EXERCISE DESCRIPTION: Copy the records below without altering a single word.

PROVIDED DATA:
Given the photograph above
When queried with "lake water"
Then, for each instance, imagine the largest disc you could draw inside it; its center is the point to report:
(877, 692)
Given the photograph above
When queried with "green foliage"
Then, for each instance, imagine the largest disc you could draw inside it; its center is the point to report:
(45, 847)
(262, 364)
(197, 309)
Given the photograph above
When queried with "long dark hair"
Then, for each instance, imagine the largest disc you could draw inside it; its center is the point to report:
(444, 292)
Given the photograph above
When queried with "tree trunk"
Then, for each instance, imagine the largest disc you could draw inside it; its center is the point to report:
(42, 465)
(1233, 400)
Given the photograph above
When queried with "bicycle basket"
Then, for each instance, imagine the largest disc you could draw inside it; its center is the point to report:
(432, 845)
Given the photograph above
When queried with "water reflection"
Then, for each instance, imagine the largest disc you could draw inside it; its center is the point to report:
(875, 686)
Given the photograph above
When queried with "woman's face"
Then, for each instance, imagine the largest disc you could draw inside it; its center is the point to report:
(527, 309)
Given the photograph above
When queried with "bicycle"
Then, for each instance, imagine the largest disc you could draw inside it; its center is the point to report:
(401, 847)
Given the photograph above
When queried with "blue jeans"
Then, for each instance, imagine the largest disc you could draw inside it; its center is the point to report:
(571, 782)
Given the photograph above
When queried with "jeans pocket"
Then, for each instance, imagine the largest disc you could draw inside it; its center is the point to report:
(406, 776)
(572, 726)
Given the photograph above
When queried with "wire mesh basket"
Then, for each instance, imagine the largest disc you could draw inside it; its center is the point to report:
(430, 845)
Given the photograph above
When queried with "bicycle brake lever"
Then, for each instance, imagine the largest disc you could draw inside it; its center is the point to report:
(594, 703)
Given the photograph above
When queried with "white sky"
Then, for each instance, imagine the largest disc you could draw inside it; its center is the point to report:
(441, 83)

COMPLETED TASK:
Given the photograph above
When queried with "lake water"
Then, for each instance, imagine the largest disc you could draw inside it; its center is the point to report:
(877, 692)
Given the photograph above
When queried with "green foliage"
Then, for each instance, imagine the largest disc you could draw inside it; its center is the point to report:
(45, 847)
(262, 364)
(197, 309)
Given the photograph above
When queried with "long dark hair"
Then, for each instance, imagine the largest disc you could draw inside it; its center is the point to report:
(444, 292)
Given the photograph above
When queried with "tree trunk"
Then, for each instance, imagine the largest disc you could draw inside it; its center is the point to report:
(42, 465)
(1233, 400)
Given the photograph above
When queried with "bicycle basket"
Then, for each instance, imagine the largest disc you could draw inside it; its center is the point to report:
(432, 845)
Given the photograph above
When queried with "water reflection"
Then, for each instance, imagine the largest disc you could draw inside it; its center is the point to report:
(875, 686)
Given the photograph above
When queried with "woman's face"
Then, for each instance, imagine the largest disc you could draw inside it; its center is the point to report:
(527, 309)
Given the photograph above
When queried with "bicycle"
Then, for each instance, imagine the largest disc you could draw inside it; its center is the point to report:
(401, 847)
Given the photograph above
When queried with "blue jeans"
Then, for each instance, imagine the largest disc you could draw inside it; its center is the point to report:
(571, 782)
Given the photograph above
When queried with "jeans pocket"
Then, for each instance, imagine the largest disc you could draw inside it; its center is the point to report:
(406, 776)
(572, 726)
Given the photograph above
When queried with "wire mesh basket"
Then, for each instance, imagine the largest disc you could draw inside it; its center is the point to report:
(430, 845)
Given the photograph above
When queried with "bicycle brake lever"
Then, for each instance, imagine the largest disc you could draw inside it; its center is the point to report:
(594, 703)
Given the photograph above
When queried with "white sky"
Then, for each instance, imagine the largest disc you could draw inside it; its center is the point to report:
(441, 83)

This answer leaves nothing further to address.